--- WHAT IS REQUIRED ---
What is needed here is every line of the records that includes "below".

[Referring expression pointing data]

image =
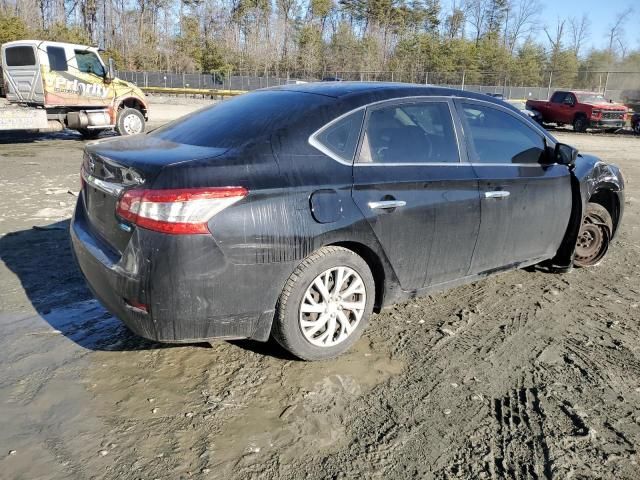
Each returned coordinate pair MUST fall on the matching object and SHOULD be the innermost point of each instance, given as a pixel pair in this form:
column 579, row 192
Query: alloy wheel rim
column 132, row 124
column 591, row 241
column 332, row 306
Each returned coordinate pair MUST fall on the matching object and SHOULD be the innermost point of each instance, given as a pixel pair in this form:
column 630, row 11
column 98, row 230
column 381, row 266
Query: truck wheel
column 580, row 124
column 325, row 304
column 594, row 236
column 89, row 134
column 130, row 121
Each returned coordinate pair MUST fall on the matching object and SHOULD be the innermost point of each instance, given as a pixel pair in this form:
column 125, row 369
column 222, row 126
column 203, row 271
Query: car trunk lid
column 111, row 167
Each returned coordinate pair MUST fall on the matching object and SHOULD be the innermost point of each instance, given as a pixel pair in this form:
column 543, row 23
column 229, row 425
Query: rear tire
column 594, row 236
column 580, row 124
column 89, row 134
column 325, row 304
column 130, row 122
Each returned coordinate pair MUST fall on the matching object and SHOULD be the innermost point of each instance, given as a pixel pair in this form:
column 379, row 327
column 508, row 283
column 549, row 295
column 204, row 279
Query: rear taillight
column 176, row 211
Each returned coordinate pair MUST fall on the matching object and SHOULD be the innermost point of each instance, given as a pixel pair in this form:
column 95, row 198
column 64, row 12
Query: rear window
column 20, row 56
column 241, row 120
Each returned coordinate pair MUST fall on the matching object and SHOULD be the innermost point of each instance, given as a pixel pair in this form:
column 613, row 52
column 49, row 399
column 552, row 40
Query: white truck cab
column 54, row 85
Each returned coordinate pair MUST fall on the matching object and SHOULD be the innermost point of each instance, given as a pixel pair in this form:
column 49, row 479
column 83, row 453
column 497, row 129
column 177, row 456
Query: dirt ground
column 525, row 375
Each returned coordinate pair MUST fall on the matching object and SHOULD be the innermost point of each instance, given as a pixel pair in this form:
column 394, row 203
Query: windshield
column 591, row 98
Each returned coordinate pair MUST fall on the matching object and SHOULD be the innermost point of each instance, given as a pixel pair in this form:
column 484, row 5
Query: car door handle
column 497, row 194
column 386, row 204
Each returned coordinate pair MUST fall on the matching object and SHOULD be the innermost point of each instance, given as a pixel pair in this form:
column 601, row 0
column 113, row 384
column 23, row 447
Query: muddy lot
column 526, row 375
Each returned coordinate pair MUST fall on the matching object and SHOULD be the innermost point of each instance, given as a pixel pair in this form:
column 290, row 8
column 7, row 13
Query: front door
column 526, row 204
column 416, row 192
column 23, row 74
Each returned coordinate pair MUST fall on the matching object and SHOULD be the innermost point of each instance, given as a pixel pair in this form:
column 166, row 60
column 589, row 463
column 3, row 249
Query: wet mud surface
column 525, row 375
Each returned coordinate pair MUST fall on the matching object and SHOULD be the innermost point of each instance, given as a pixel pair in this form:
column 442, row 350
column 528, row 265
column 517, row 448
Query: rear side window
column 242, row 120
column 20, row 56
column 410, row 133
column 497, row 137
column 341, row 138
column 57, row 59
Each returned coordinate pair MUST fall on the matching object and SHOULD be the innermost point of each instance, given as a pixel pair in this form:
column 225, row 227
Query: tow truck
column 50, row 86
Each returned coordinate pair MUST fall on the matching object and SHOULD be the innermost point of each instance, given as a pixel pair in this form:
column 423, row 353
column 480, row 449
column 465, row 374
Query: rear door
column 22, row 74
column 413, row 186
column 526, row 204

...

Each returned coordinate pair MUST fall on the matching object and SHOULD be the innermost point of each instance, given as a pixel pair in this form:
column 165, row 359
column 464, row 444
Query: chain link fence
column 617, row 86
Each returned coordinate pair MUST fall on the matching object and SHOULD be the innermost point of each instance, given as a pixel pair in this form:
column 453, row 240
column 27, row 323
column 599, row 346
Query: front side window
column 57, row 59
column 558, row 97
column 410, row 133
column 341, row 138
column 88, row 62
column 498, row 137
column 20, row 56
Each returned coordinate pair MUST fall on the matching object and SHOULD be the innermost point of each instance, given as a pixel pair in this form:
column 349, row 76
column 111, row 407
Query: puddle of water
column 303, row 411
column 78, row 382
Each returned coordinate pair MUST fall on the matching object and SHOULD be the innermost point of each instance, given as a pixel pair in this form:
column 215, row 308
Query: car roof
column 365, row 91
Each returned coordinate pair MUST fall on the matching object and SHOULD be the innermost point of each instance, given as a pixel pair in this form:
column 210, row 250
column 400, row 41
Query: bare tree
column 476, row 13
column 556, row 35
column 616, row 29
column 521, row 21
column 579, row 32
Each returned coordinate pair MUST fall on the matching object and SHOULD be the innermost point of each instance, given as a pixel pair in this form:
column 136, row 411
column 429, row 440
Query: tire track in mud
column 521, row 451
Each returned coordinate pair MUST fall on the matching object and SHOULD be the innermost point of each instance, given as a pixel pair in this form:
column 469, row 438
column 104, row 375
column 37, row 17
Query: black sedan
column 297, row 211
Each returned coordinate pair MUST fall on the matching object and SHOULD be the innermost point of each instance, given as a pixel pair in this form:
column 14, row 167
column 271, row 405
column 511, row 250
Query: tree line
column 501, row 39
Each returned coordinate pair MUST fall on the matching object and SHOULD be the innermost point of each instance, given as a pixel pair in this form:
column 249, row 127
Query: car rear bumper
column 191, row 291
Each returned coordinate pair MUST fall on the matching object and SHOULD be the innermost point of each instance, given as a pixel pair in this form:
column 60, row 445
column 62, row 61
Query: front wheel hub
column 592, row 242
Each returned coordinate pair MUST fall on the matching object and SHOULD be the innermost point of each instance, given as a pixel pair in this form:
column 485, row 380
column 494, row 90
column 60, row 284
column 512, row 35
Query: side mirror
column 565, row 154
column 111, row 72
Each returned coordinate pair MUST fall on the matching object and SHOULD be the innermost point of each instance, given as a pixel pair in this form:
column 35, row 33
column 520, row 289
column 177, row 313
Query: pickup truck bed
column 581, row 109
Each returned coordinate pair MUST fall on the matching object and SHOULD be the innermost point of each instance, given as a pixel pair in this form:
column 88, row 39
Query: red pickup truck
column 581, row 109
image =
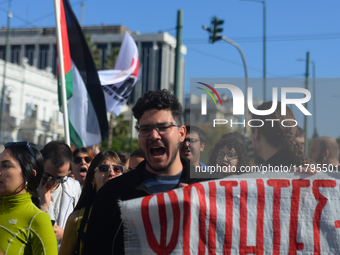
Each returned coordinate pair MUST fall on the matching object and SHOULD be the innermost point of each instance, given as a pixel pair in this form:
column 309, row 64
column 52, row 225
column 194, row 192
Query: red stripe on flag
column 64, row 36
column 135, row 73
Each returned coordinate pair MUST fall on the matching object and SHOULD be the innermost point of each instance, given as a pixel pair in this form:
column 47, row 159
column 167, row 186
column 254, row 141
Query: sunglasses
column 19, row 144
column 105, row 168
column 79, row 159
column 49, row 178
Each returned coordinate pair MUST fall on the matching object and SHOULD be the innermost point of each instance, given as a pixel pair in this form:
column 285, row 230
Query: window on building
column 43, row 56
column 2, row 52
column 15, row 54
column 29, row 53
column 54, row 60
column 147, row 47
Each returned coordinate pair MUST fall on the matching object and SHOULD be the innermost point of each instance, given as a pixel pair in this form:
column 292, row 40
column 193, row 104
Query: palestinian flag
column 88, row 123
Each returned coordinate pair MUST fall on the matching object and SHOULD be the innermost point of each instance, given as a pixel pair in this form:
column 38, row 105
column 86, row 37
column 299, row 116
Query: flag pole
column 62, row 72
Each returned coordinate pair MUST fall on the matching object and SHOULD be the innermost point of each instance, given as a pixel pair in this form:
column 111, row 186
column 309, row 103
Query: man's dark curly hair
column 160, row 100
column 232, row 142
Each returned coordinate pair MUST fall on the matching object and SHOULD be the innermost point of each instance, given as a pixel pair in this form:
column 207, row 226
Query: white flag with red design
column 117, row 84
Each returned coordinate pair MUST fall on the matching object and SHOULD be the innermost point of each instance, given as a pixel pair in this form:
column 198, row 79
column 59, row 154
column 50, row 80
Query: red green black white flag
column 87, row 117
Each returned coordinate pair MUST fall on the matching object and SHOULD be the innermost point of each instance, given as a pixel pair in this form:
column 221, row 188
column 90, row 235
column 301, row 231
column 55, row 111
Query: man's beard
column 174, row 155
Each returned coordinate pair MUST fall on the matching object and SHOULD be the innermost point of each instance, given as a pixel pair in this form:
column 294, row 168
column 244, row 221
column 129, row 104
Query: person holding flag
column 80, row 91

==

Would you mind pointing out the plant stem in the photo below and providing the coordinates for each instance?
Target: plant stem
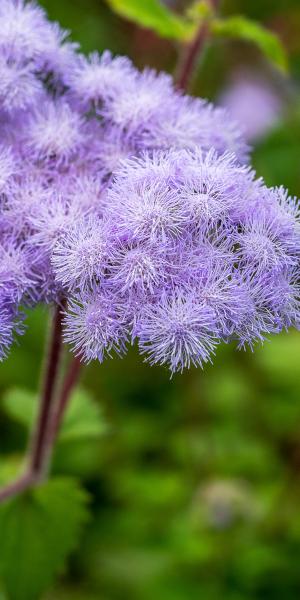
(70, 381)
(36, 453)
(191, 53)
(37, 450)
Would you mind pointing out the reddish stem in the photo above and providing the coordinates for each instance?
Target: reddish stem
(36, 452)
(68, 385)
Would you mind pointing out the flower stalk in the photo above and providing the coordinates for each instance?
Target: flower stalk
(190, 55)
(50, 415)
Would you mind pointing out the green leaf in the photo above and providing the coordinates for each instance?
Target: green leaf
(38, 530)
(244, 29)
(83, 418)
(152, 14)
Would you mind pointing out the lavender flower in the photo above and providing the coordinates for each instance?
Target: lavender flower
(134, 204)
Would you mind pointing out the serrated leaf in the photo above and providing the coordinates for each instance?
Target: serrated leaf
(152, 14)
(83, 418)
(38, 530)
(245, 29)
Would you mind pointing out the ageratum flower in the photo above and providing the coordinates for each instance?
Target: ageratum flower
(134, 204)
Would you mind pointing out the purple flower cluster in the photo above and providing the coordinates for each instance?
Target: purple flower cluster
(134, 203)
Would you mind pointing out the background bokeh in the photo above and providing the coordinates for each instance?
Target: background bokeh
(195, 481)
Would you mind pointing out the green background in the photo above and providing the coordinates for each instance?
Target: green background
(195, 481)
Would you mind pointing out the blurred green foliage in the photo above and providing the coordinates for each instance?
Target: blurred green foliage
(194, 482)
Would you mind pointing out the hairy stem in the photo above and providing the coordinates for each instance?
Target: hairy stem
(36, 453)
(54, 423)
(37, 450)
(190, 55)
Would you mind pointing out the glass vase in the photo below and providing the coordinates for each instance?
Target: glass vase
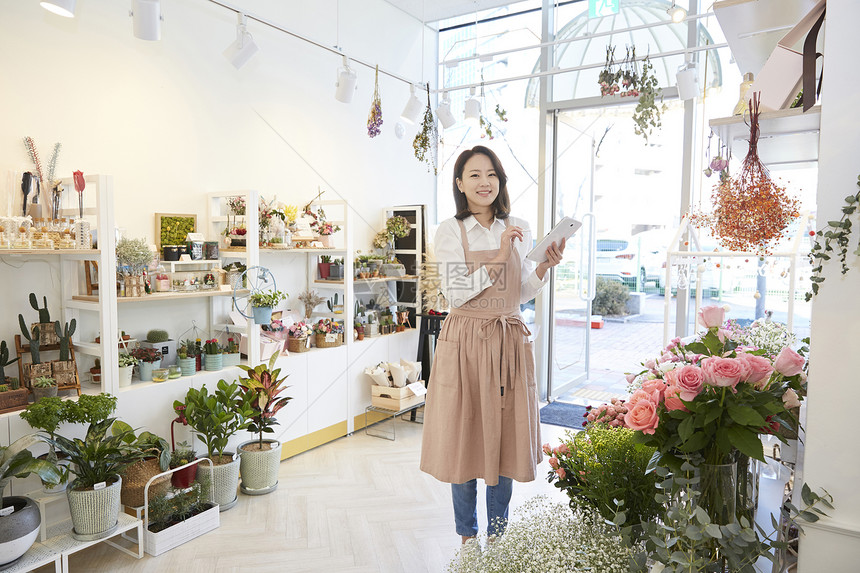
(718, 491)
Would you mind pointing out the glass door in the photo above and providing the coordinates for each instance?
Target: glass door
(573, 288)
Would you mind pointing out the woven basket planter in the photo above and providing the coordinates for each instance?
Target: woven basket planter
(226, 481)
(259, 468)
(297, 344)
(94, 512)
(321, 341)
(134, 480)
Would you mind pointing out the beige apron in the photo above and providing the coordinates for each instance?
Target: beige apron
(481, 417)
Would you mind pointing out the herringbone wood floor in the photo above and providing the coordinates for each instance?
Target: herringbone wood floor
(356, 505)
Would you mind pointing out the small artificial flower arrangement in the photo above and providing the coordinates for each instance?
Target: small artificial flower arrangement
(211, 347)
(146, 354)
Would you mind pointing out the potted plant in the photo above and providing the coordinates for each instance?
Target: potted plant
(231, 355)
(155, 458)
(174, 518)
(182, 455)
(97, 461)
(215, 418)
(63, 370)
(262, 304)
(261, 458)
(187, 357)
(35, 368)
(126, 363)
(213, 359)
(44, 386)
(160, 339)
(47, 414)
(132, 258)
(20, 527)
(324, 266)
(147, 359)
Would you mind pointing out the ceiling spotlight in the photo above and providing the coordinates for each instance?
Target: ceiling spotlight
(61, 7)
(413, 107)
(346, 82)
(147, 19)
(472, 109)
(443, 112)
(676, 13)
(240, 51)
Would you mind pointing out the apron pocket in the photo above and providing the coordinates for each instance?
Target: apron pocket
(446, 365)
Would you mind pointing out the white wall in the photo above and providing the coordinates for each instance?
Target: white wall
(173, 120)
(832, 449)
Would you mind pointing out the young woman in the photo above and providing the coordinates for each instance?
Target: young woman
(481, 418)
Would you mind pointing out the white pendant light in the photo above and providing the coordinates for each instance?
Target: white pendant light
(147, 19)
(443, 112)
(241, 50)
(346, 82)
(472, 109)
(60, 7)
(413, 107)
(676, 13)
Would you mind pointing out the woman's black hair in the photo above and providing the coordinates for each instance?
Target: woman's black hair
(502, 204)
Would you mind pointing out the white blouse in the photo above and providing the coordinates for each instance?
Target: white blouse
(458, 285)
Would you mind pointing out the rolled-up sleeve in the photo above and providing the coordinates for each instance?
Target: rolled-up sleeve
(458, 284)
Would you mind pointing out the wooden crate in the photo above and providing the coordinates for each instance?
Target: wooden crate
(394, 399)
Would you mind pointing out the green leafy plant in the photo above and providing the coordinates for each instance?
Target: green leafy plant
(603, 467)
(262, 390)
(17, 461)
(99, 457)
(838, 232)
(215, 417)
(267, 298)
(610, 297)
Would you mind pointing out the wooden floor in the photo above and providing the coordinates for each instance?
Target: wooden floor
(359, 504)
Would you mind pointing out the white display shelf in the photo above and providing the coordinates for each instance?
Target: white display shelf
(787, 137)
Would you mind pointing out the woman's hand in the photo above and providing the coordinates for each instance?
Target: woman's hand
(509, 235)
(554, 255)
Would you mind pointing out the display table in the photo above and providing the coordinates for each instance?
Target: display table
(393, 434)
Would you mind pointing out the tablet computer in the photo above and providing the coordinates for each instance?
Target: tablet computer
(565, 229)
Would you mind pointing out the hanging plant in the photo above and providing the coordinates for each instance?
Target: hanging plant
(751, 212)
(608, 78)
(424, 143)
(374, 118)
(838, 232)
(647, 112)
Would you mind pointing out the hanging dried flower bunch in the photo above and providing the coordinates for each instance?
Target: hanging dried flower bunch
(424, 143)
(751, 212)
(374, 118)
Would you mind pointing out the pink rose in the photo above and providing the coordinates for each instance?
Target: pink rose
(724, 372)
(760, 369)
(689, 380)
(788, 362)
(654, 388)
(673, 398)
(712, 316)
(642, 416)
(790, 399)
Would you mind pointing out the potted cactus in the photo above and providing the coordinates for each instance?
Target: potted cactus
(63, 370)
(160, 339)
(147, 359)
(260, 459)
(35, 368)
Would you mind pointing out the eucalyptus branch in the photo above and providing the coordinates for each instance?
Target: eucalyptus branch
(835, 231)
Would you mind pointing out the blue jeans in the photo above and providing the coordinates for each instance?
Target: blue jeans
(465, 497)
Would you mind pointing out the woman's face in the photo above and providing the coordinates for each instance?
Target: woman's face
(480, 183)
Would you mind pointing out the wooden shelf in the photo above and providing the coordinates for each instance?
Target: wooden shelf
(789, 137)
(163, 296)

--- RESULT ---
Would you mind pointing out the plant stem in the photo below and providing the coordinates for each instance?
Would you mind pointing out the glass vase in the photo below and providing the coordinates for each instance?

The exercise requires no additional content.